→ Problem 1
In the essay on Rachel Knight, why is the white account of Rachel called history while the black account is called folklore? Answer in one to three sentences.
→ Problem 2
Put the listing lines into a JSON list of strings, one string per line and leaving out blank lines, starting with the line that contains "of the beaded" and ending at the last line of the listing.

→ Source passage
▶

Note from Moderator: Jonathan Odell has given me permission to reprint the following essay. For more of Jon’s creative writings, visit him at http://jon-odell.com/
Rachel Knight: Slave, White Man’s Mistress and Mother to a Movement”
by Jonathan Odell
I can’t help but think of the Old Testament Abraham when I hear stories about Newt Knight. Both men sired children by a wife and a slave. In Newt’s case it was Serena and Rachel. With Abraham, Sara and Hagar. According to religious texts, one of these women went on to become the matriarch of God’s chosen people. Exactly which one depends on what you happen to be reading, your Bible or your Koran. Jews and Christians claim the wife Sarah and Muslims claim the handmaiden Hagar. Several Crusades were launched trying to settle thatmatter.
In Jones County, there’s always been a fierce crusade of competing stories about Rachel, the white account versus the black account. Like most stories, the white interpretation gets written down and called history, while the black story gets handed down by word-of-mouth and called folklore.
Growing up as a white boy, I swore by Ethel Knight’s written-down version. According to her, Rachel was a light-skinned temptress with blue-green eyes and flowing chestnut hair. But evil as the day is long. Ethel alternately calls her a vixen, a witch, a conjure woman, a murderer and a strumpet.
Serena, Newt’s white wife, is but an innocent captive, forced a gunpoint to live in this den of iniquity, and like Newt, powerless as Rachel’s sorcery wrecked and degraded their family.
As a child of Jim Crow, this narrative satisfied my budding sensibilities about race. In my white-bubble world, there could never be any possibility of true love or affection between a white man and a black woman. Nor would any white man sire children by a black woman and then choose to live amongst his mixed-race offspring. Unless of course, the black woman had either seduced him unmercifully or mysteriously conjured him, or both. It just wasn’t possible that he actually loved her, or her children.

◀

→ Input records
▶

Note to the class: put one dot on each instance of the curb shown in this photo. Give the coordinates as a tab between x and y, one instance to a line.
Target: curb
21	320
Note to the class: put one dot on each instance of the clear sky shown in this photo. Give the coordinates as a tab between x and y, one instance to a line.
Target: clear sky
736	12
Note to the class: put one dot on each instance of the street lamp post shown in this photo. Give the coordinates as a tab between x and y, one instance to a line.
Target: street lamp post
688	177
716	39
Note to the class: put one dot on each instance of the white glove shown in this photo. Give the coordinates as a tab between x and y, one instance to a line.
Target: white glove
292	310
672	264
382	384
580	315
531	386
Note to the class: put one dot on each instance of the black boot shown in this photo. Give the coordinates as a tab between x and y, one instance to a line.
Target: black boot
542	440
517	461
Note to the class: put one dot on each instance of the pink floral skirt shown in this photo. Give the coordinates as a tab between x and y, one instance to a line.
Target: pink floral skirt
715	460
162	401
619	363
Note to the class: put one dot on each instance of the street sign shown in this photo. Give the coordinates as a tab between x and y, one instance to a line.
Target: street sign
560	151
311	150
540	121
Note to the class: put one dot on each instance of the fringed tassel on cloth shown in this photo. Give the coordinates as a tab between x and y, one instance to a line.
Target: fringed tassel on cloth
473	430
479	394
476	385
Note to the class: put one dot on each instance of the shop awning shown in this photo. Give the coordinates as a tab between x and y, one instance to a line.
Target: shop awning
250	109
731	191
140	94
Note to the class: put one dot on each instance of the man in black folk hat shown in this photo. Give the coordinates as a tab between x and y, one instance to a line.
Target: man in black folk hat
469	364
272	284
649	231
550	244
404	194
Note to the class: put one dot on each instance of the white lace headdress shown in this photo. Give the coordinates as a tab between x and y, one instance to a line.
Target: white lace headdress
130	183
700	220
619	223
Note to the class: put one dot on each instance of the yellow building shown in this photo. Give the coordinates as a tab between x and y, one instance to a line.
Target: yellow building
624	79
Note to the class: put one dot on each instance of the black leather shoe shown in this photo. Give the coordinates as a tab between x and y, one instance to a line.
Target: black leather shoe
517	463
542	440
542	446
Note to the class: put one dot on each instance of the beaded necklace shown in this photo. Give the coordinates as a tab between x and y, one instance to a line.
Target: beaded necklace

◀

→ Correct result 1
The white interpretation gets written down, so it is called history. The black story is handed down by word of mouth, so it is called folklore.

→ Correct result 2
[
  "Note to the class: put one dot on each instance of the beaded necklace shown in this photo. Give the coordinates as a tab between x and y, one instance to a line.",
  "Target: beaded necklace"
]